*** Provided entries

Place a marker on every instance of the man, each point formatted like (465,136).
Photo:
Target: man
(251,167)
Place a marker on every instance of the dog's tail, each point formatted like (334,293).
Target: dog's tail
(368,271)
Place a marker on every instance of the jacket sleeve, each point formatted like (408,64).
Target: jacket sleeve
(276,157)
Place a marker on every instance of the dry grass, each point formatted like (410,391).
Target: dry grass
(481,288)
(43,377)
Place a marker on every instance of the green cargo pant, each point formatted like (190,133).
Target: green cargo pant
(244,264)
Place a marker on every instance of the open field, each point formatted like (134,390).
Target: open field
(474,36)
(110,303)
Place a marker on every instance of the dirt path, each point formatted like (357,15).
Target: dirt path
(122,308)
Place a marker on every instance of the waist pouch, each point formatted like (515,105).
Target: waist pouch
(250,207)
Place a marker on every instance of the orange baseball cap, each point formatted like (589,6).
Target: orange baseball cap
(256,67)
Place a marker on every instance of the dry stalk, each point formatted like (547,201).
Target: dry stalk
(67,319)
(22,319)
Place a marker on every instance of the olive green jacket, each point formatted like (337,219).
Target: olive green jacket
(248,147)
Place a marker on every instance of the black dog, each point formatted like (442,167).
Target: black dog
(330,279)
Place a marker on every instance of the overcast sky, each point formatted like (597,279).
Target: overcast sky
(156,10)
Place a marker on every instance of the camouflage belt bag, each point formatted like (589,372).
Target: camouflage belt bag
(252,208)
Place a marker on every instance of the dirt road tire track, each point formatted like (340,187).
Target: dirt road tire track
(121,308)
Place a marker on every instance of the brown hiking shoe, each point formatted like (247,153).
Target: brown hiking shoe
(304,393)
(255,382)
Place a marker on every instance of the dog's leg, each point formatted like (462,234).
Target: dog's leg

******

Work required: Reproduce every one of the lines above without changing a single character.

Reply to the task:
Place a marker on every instance of the man, each point formatted like (465,136).
Photo:
Target: man
(251,167)
Place a marker on every instance of the dog's tail, each point formatted like (334,293).
Target: dog's tail
(368,271)
Place a marker on every instance of the jacket sleeve, each point formatted like (408,64).
Target: jacket sleeve
(276,157)
Place a marker on every instance of the dry grass, each point formatted like (410,391).
Target: dry grass
(481,288)
(43,377)
Place a marker on every instance of the green cargo pant, each point formatted like (190,133).
Target: green cargo pant
(244,264)
Place a marker on every instance of the open field, each point formatted like (134,390).
Target: open field
(474,36)
(110,303)
Place a marker on every instance of the dirt path, each point formatted like (357,15).
Target: dirt path
(122,308)
Place a marker on every instance of the waist pouch, each point formatted like (515,105).
Target: waist pouch
(250,207)
Place a marker on every instance of the orange baseball cap, each point formatted like (589,6).
Target: orange baseball cap
(256,67)
Place a marker on every instance of the dry stalk, each point formatted like (547,201).
Target: dry stalk
(67,319)
(22,319)
Place a marker on every instance of the olive green jacket, each point formatted like (337,219).
Target: olive green jacket
(248,147)
Place a marker on every instance of the black dog, each point formatted like (442,167).
Target: black dog
(330,279)
Place a marker on every instance of the overcast sky, each point formatted like (597,279).
Target: overcast sky
(156,10)
Place a marker on every instance of the camouflage belt bag, each point formatted like (589,372).
Target: camouflage belt bag
(252,208)
Place a marker on every instance of the dirt road tire track, each point formatted like (340,187).
Target: dirt road tire track
(121,308)
Place a marker on every instance of the brown hiking shoe, each point formatted like (247,153).
Target: brown hiking shoe
(304,393)
(255,382)
Place a marker on every instance of the dog's leg, each point formatted like (462,234).
Target: dog's leg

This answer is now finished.